Text segment:
◇ ◇ ◇ ◇ ◇

Again, please post questions for help outside of this thread.

----------


## manny

Hello jdodson, everybody. Just to let you know eQuake's site and the entire quakeworld.nu server's have been attacked, and will take some time to be up again. You can still get eQuake before the servers get fixed here ftp://ftp.yi.se/pub/software/equake/eQuake/Linux/
The script kiddies resposible for this are here: http://www.myg0t.com/ they've already deleted the forums using a php bug.
If you have some questions or need some info/news come to #quakeworld at quakenet irc

----------


## charlieg

This list is missing Fish Fillets which is a superb mind-bendingly difficult puzzle game.

Edit: Also it's available (probably in backports) for Ubuntu!

----------


## arcanistherogue

You should add TuxKart on here, its pretty fun.

----------


## npaladin2000

Methinks someone forgot LBreakout2, and LTris.

Also, so far Loki's Sid Meirs Alpha Centauri works great.

----------


## jdodson

I updated the list. 

Remember if you want me to add your game, create it in the format all the other games are in.  I will not add it otherwise(unless the game is something _VERY_ special).

----------


## DancingSun

Can you add this game?

True Combat: Elite
Category - FPS
Requires 3D/Video, Wolfenstein: Enemy Territory
Free? - Unsure of license. Free as in cost and download.
dem0? - its already free.
Platform - x86 (works on x86_64 as well)
Description - A Wolfenstein: Enemy Territory modification, TC:E is a fast-paced, gameplay oriented team shooter with very realistic elements. For example, the maps, weapons, and locations look very realistic. Of course some elements have to trade off between realism and gameplay. The damage of the weapons and the movement capabilities of the characters are not quite a true simulation. On the other hand, comparing TC:E to other games that are known as realism shooters, you would certainly say TC:E is very realistic -- this is no arcade.
Notes - Install ET, then download the Loki installer here to install TC:E.
Website - http://www.truecombat.com/intro.php

Also, it would be nice if you can make a note (as above) for games that can be played on the x86_64 architecture.  So far I've tried the Doom3 demo (I would expect the full version to work as well), America's Army, ET, and Neverwinter Nights on AMD64, they all pretty much work out-of-the-box.

----------


## arcanistherogue

I found a great game I used to play on Windows.

Wyvern
Category - MUD/MMORPG
Requires Java Runtime Environment
Free? - free for client, and free for signup.
dem0? - No need.
Platform - x86, pretty sure it works on PPC and 64 bit.
Description - A very fun free MMO that is based off java.  A bit slow at some parts, but it is a great game for a free one.  There are many races and classes, and there are also many quests and puzzles to be solved for rewards and experience.  The game is constantly growing with new sections added every now and then.  Since the maps aren't all made by one person, there is some variation in scenery as you travel.

◇ ◇ ◇ ◇ ◇

Object pointing dataset rows:
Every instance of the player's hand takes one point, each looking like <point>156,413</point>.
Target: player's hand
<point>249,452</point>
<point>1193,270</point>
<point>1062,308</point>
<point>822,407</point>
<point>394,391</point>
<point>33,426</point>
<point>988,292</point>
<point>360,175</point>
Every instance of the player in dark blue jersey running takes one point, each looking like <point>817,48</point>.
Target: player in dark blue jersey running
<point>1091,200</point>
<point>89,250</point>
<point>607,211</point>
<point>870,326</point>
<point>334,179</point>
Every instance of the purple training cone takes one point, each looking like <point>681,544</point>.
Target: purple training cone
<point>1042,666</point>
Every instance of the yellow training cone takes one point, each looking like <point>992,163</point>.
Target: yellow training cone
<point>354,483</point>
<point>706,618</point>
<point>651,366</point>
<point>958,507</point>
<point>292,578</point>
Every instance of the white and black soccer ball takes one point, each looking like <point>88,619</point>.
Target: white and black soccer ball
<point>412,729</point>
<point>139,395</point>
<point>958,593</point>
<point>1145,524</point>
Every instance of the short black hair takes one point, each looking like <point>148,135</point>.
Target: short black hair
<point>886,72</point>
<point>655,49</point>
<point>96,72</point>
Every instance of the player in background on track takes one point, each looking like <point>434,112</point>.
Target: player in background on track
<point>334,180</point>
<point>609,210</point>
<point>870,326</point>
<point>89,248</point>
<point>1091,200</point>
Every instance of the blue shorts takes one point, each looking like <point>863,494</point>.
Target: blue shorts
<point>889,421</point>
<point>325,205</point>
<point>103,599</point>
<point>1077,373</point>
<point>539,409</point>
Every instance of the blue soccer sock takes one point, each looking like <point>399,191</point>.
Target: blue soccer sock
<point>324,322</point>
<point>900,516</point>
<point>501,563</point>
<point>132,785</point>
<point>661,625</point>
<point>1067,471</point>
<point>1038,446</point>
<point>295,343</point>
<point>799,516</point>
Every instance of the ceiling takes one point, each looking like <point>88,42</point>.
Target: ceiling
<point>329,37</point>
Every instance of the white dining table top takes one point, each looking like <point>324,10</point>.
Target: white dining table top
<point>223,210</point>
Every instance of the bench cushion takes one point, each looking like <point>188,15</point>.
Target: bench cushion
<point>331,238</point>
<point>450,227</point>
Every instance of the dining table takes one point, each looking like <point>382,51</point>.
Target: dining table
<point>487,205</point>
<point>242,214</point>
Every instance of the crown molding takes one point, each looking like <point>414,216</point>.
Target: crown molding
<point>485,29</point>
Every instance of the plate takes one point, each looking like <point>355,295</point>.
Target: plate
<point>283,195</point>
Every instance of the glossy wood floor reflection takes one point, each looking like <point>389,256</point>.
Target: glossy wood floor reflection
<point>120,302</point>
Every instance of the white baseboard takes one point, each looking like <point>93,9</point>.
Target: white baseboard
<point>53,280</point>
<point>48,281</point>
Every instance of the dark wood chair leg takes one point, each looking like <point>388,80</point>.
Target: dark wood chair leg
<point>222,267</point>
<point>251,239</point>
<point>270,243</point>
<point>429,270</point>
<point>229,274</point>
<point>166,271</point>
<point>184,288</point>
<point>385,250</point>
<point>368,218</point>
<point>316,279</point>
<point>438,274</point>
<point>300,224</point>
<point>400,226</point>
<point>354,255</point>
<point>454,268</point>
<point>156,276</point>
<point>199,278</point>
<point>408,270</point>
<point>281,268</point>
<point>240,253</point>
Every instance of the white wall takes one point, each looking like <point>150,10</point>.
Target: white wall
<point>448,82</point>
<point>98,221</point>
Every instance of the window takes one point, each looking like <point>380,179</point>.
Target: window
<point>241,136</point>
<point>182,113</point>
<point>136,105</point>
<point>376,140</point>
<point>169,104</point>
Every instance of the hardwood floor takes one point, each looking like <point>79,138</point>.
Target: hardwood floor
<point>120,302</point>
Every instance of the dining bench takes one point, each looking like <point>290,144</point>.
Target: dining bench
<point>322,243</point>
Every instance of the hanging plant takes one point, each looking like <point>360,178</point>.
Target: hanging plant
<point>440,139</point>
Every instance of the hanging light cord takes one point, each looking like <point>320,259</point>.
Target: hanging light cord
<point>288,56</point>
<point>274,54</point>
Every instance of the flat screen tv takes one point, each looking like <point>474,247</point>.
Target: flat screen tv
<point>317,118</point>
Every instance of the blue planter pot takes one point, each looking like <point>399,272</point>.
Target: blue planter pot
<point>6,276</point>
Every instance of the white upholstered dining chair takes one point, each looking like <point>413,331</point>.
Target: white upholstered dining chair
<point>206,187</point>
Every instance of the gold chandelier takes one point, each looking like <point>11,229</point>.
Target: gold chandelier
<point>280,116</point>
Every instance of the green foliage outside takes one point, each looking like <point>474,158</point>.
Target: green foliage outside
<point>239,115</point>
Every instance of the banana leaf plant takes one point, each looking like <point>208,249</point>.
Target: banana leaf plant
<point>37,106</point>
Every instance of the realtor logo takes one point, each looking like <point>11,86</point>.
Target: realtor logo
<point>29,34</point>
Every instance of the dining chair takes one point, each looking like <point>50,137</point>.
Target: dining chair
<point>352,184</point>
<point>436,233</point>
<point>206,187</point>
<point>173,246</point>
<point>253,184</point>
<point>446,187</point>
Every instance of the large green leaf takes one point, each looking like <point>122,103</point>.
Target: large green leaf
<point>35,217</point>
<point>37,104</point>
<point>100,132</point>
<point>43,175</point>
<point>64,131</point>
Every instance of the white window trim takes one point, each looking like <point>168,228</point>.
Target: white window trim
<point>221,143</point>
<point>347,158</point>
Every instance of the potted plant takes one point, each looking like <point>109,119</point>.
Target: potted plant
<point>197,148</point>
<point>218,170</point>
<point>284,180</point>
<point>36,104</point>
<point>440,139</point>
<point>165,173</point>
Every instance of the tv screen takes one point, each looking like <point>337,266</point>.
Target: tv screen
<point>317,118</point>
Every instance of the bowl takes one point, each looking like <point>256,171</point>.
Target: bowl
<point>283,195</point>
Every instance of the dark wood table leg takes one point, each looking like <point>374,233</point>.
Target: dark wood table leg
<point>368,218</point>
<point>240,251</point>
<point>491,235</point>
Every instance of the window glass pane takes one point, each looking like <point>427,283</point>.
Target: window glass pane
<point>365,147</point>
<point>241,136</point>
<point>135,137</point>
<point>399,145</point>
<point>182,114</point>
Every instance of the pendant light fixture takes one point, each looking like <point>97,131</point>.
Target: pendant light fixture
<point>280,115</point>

◇ ◇ ◇ ◇ ◇

What you have to do:
Print, word for word, the part of the Linux games forum thread above that opens with the words "Notes - Install" and closes with "play on Windows.".

Expected answer:
Notes - Install ET, then download the Loki installer here to install TC:E.
Website - http://www.truecombat.com/intro.php

Also, it would be nice if you can make a note (as above) for games that can be played on the x86_64 architecture.  So far I've tried the Doom3 demo (I would expect the full version to work as well), America's Army, ET, and Neverwinter Nights on AMD64, they all pretty much work out-of-the-box.

----------


## arcanistherogue

I found a great game I used to play on Windows.